→ **INSTRUCTIONS TO FOLLOW**:
Transfer the records below from the line containing "In the photograph above, where can the tree" through the end of the records, inclusive, keeping the requests intact and adding -76 to every coordinate in the answers. Leave out the pictures.

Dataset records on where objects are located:
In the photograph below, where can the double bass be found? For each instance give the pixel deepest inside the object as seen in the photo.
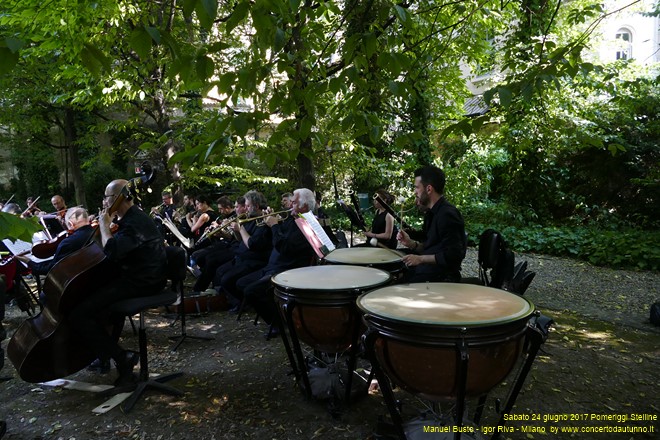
(45, 348)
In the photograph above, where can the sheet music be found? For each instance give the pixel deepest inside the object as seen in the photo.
(187, 242)
(19, 246)
(318, 230)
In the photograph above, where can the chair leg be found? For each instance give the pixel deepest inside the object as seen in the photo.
(182, 317)
(130, 319)
(145, 382)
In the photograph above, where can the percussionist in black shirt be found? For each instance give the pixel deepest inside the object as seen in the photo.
(437, 258)
(137, 250)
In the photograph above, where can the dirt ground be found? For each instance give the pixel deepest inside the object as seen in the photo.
(239, 385)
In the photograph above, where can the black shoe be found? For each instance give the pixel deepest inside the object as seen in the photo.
(273, 332)
(99, 366)
(126, 362)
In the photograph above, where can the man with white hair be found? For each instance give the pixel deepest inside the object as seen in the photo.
(290, 250)
(77, 220)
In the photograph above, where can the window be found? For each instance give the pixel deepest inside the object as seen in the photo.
(623, 44)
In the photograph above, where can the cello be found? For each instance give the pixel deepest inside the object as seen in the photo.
(45, 348)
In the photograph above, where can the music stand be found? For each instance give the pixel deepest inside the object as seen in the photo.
(353, 216)
(52, 225)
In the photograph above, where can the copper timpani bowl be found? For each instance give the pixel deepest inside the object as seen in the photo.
(320, 302)
(421, 327)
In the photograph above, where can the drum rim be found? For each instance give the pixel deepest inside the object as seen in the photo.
(393, 253)
(524, 314)
(345, 288)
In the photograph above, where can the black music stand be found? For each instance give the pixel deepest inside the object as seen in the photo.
(353, 216)
(177, 285)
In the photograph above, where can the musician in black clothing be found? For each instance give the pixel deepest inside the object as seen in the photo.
(77, 220)
(137, 251)
(253, 249)
(290, 250)
(439, 256)
(383, 228)
(219, 249)
(203, 218)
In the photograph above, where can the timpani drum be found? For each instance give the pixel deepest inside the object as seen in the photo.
(379, 258)
(319, 302)
(422, 331)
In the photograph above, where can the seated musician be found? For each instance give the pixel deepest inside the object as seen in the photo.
(137, 250)
(77, 220)
(32, 208)
(221, 250)
(290, 250)
(439, 256)
(286, 201)
(60, 208)
(252, 253)
(382, 226)
(203, 217)
(165, 209)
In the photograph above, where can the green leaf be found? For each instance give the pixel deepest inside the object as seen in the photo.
(14, 44)
(141, 42)
(505, 96)
(240, 124)
(204, 67)
(154, 33)
(239, 14)
(370, 44)
(402, 14)
(188, 7)
(92, 59)
(211, 8)
(8, 60)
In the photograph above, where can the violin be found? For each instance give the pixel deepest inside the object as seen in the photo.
(46, 249)
(45, 347)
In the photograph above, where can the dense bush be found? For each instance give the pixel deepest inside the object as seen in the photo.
(625, 248)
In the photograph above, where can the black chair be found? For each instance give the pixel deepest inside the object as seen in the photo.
(497, 266)
(178, 275)
(176, 261)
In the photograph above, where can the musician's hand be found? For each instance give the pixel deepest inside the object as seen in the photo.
(271, 220)
(404, 238)
(104, 219)
(411, 260)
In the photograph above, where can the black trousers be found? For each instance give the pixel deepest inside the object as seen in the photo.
(209, 264)
(229, 273)
(90, 318)
(257, 289)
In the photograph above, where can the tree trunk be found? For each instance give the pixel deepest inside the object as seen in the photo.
(71, 141)
(306, 178)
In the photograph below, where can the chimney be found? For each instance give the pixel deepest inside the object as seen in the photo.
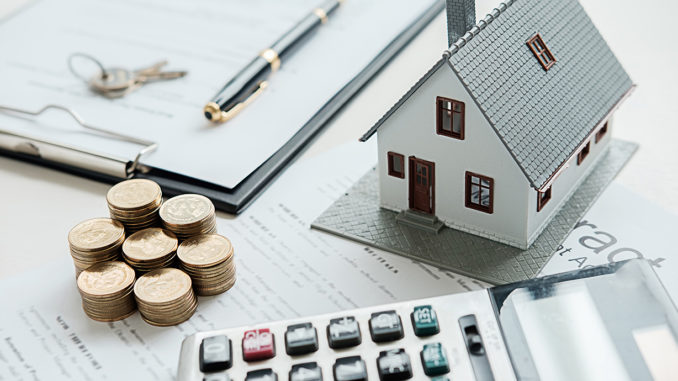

→ **FINISHED ANSWER**:
In the photograph above, where can the tree trunk be found? For each instance give the pixel deepest inside the object as seen in the photo.
(-5, 65)
(230, 102)
In the photograph below, where can the chimney be found? For each instance give the pixel deepest inside the object as seen in the photo.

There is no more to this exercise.